Compito richiesto: Quali coltivazioni cita il testo fornito tra le risorse di primaria importanza? Elencale tutte.

Testo fornito:
******************************
Nel 1783, per volontà di Carlo Emanuele III, numerose case vengono acquisite al patrimonio demaniale per affittarle agli operai, dietro stima di un valore peritale tendenzialmente inferiore al valore locativo corrente.
La situazione economica
Pur tuttavia le decime ecclesiastiche, tributo generico ed ordinario ed i diritti feudali vessano fedeli e sudditi. Per le prime Favria versa 409 emine di avena (1 emina = 19 kg circa), per i secondi Rivarolo le lingue macellate degli animali, tributi che opprimono comunità e proprietà terriere.
Verso la metà del ‘700, il Piemonte viene comunque giudicato anche dall’economista inglese Young in termini entusiastici, una delle zone più fertili d’Europa, certamente più della stessa Francia che quarant’anni dopo vivrà la drammatica esperienza della caduta della Monarchia e della Rivoluzione per poi invadere l’Italia ed il Piemonte ed annettere quest’ultimo.
Il Canavese, ricco delle acque della Dora, dell’Orco e del Malone, altresì soggetto a gravi, periodiche alluvioni (1755), ha zone che non rendono la semente (Val Chiusella), il restante territorio appare fertile.
La coltivazione della vite, meliga, avena, grano, canapa (ha una grande reputazione per la sua proprietà importante di conservarsi nell’acqua e per tale motivo la Francia ne fa acquisto per il cordame delle proprie navi), del gelso per bachicoltura, e gli allevamenti di bovini, pecore e capre, la produzione di formaggi, olio di noci e delle castagne sono risorse di primaria importanza.
Tante sono le persone che trascurano i lavori dei campi (Feletto, Lusiglié, San Benigno) per dedicarsi esclusivamente al commercio del pesce (lampré).
A Favria sono in attività quattro opifici per la lavorazione del cuoio, mentre a San Giorgio risultano in esercizio due cappellifici e di Castellamonte è molto considerata la lavorazione dell’argilla.
Nel 1764 presso la cartiera di Parella prestano la loro opera ben 106 dipendenti.
Il sottosuolo del Dipartimento della Dora (Canavese e Valle d’Aosta) offre importanti risorse minerarie.
******************************
Dati estratti:
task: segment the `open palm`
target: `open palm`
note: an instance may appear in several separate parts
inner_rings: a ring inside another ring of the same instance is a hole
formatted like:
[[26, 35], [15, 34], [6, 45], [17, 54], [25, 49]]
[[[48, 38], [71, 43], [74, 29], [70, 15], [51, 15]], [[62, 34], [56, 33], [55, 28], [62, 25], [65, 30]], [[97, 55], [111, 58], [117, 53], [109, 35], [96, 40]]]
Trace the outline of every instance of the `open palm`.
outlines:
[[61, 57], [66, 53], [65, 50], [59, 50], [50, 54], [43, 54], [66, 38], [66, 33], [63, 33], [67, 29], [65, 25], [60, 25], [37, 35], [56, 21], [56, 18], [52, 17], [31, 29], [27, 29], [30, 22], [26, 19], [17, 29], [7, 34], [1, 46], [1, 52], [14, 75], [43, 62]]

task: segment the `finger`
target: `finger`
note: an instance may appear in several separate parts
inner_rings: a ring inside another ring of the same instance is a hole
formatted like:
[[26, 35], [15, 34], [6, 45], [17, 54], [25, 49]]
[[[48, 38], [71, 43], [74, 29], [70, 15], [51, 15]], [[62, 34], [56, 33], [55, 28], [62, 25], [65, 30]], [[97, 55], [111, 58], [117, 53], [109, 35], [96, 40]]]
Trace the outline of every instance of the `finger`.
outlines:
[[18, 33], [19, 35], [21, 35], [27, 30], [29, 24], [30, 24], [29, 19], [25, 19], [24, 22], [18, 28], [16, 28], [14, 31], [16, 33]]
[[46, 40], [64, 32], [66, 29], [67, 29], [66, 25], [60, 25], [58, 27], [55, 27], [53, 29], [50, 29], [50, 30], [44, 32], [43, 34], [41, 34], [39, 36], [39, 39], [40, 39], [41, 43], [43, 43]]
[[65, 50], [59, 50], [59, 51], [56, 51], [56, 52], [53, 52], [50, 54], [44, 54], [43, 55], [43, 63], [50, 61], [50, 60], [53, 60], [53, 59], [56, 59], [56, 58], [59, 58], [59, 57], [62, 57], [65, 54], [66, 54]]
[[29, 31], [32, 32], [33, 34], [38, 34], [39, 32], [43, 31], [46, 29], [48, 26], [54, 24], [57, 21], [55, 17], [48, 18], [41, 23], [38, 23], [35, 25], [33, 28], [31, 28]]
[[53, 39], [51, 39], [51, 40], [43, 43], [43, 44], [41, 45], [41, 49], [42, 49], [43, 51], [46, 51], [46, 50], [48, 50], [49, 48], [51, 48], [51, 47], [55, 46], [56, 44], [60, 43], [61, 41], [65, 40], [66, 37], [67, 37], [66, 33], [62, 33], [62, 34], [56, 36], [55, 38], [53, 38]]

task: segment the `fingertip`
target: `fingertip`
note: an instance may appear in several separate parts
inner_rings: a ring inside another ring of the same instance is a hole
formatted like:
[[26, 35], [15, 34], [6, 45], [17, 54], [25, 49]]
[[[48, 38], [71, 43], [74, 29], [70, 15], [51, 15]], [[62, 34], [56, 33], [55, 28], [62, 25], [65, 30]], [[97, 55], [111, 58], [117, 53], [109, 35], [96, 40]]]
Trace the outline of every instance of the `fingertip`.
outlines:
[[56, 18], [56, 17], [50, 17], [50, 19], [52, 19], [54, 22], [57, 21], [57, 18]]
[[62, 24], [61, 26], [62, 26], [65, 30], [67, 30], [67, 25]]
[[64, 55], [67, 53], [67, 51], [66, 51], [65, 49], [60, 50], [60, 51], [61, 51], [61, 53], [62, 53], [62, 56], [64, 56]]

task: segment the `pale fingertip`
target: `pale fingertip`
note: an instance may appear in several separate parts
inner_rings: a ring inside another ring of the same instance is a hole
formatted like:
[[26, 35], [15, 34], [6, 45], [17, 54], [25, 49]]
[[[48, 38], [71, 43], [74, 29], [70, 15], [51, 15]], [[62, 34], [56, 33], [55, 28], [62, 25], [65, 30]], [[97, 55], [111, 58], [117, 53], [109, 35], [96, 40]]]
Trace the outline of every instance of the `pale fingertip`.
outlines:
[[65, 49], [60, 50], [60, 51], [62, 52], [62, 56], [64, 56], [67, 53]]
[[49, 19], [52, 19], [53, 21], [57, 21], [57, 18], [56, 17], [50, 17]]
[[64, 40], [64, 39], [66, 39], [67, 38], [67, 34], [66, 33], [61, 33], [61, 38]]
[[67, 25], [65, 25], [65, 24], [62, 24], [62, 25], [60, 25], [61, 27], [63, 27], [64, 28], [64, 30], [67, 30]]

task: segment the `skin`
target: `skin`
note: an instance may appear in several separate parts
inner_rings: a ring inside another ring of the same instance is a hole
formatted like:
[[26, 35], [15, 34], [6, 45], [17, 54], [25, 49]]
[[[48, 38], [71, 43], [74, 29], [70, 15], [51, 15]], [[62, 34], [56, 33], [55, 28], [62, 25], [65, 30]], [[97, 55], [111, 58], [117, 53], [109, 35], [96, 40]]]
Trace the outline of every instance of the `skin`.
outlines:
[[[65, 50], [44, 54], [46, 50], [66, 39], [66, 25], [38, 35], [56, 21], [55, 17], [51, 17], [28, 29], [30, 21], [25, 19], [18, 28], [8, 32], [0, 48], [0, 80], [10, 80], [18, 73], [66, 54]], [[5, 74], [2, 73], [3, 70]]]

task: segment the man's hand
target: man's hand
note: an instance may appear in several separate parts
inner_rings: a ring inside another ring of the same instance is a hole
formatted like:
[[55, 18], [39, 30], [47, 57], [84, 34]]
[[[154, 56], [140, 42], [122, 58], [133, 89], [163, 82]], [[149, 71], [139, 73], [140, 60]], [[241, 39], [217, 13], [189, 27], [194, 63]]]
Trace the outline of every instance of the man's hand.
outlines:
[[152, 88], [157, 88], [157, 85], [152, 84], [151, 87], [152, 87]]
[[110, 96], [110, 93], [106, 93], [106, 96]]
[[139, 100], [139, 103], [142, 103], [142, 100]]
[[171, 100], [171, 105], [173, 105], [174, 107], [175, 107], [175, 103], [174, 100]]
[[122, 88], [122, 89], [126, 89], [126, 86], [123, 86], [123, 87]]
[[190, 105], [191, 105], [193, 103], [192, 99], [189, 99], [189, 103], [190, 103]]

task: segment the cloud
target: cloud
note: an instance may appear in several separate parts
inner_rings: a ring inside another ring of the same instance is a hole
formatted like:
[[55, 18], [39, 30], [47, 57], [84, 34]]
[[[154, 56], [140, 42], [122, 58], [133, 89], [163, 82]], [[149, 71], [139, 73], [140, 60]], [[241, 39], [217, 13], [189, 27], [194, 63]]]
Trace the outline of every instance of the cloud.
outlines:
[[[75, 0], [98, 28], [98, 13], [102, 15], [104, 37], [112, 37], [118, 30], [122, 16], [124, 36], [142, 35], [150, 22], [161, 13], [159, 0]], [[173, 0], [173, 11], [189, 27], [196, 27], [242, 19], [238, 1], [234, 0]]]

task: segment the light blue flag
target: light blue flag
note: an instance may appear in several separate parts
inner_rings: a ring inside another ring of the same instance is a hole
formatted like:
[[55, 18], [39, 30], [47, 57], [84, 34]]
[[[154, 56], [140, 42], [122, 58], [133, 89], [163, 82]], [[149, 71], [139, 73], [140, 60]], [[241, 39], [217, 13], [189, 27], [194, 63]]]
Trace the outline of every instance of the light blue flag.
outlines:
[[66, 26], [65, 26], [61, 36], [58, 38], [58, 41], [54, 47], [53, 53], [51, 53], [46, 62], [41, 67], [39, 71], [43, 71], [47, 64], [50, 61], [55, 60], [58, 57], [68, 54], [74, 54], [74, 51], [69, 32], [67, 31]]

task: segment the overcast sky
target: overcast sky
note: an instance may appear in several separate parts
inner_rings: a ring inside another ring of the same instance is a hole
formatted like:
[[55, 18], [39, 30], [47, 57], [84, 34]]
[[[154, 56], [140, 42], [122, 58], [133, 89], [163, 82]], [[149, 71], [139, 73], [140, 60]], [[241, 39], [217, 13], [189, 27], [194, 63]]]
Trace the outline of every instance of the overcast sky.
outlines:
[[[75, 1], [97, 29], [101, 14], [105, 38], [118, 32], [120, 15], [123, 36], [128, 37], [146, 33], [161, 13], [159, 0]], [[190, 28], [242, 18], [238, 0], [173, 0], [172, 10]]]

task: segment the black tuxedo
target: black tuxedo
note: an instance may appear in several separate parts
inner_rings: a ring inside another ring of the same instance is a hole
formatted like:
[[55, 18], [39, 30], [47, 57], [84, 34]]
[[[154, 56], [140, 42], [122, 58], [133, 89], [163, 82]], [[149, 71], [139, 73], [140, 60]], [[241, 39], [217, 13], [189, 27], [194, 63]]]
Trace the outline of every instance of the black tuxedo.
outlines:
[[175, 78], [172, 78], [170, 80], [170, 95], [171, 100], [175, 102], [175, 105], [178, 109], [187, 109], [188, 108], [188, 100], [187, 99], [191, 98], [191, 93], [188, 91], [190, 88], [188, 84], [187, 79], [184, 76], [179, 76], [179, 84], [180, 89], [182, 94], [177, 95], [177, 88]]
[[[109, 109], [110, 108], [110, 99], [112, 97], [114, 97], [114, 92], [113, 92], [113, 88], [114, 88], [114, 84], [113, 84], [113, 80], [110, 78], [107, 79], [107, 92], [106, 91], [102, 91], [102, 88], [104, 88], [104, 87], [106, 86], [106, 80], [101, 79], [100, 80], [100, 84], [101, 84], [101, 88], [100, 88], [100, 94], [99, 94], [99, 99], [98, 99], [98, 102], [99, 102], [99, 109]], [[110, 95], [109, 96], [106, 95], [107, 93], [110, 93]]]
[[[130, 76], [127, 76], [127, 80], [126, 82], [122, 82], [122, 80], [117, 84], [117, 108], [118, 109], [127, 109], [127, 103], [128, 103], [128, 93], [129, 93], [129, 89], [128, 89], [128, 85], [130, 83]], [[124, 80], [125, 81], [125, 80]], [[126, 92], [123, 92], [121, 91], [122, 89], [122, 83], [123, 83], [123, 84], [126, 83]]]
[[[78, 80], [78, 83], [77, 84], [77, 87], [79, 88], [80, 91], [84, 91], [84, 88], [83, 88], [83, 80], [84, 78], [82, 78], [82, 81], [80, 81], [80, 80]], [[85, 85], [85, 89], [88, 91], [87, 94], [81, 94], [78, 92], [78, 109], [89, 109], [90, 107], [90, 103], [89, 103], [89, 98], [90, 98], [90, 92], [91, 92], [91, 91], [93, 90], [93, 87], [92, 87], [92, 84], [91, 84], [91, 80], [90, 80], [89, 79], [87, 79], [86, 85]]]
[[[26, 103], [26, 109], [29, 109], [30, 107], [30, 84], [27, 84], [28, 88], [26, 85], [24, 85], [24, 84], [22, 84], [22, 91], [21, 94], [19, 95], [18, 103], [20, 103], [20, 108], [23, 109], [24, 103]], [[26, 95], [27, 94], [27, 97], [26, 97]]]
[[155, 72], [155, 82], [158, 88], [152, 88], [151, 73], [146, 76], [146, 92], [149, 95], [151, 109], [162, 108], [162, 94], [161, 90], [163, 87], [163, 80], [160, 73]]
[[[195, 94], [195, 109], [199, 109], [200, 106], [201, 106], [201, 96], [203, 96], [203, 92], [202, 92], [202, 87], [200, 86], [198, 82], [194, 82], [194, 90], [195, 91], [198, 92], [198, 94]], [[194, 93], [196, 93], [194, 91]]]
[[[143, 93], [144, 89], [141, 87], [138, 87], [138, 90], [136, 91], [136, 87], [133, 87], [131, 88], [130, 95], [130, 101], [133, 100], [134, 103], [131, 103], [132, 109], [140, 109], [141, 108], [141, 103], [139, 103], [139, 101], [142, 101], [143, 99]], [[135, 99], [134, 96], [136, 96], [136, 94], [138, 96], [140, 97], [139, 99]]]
******************************
Risposta corretta: vite, meliga, avena, grano, canapa, gelso